● Task to complete
Repeat the listing in full. Nothing may be added or left out.

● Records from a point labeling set
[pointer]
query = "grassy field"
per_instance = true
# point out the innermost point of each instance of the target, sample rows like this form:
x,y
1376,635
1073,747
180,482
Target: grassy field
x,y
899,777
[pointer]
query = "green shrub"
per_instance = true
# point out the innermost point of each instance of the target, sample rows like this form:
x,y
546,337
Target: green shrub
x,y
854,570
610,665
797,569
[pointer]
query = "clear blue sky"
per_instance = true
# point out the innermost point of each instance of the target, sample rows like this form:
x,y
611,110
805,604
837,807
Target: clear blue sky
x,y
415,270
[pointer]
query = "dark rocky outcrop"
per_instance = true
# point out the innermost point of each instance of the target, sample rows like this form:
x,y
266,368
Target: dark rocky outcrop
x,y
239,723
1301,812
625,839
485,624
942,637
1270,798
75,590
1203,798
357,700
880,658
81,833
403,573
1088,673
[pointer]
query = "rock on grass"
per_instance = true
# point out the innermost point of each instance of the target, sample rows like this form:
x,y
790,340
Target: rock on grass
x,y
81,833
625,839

● Complete output
[pointer]
query = "grassy field"
per_instance = true
# point out the innermost point of each instance of the target, sample rows like this form:
x,y
1376,635
1073,747
180,482
Target: grassy field
x,y
899,777
[pointer]
query = "green shrub"
per_instance = true
# point out the innermost point of each instance of the target, sample rows like this form:
x,y
546,337
Target: green shrub
x,y
854,570
610,665
797,569
[pointer]
query = "clear blue sky"
per_instance = true
# point out the innermost point of each instance of the target, sample rows like this form:
x,y
611,110
805,604
837,807
Target: clear blue sky
x,y
415,270
[pointer]
query = "dark rocky outcrop"
per_instance = true
# point out the innermost point of each instance of the target, sample rows like this form:
x,y
266,368
Target: dark rocky outcrop
x,y
239,723
1301,812
625,839
485,624
942,637
1270,798
75,590
1203,798
357,700
880,658
81,833
403,573
1088,673
[pointer]
query = "rock on grass"
per_instance = true
# point out the innermost point of each instance of the target, sample rows like this form:
x,y
790,340
Target: rock on grass
x,y
81,833
625,839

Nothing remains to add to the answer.